BRIEF SUMMARY OF THE INVENTION

A semiconductor device according to one embodiment of the present invention includes:

a fin including a buffer layer made of SiGe and formed on a Si layer, and a SiGe layer formed on the buffer layer, the SiGe layer having a Ge concentration corresponding to a Ge concentration of the buffer layer in an interface between the buffer layer and the SiGe layer;

a gate electrode formed on a side face of the fin through a gate insulating film;

a channel region formed in a region within the fin facing the gate electrode through the gate insulating film, the channel region being selectively provided within the SiGe layer of the buffer layer and the SiGe layer included in the fin; and

a source region and a drain region formed within the fin, the channel region being formed between the source region and the drain region.

__PROVIDED DATA__.
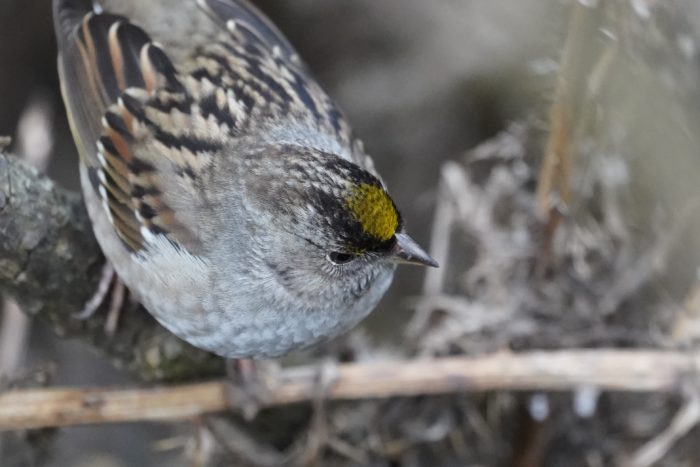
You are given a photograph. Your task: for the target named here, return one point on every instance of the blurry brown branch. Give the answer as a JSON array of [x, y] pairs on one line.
[[615, 370], [50, 262]]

__WHAT YOU NEED TO DO__.
(1) Decide whether each statement agrees with the brief summary of the invention, answering yes or no and quoting the words of the summary that decide it. (a) The buffer layer is made of SiGe and sits on a Si layer. (b) The gate electrode touches the fin directly, with no film between them. (c) The channel region lies between the source region and the drain region.
(2) Recast the paragraph of the brief summary of the invention that begins "a fin including a buffer layer" as a short list that keeps its main facts.

__SOLUTIONS__.
(1)
(a) Yes: "a buffer layer made of SiGe and formed on a Si layer"
(b) No: "a gate electrode formed on a side face of the fin through a gate insulating film"
(c) Yes: "the channel region being formed between the source region and the drain region"

(2)
- The fin has a SiGe buffer layer formed on a Si layer.
- A SiGe layer is formed on the buffer layer.
- At the interface between the two layers, the SiGe layer's Ge concentration corresponds to the buffer layer's Ge concentration.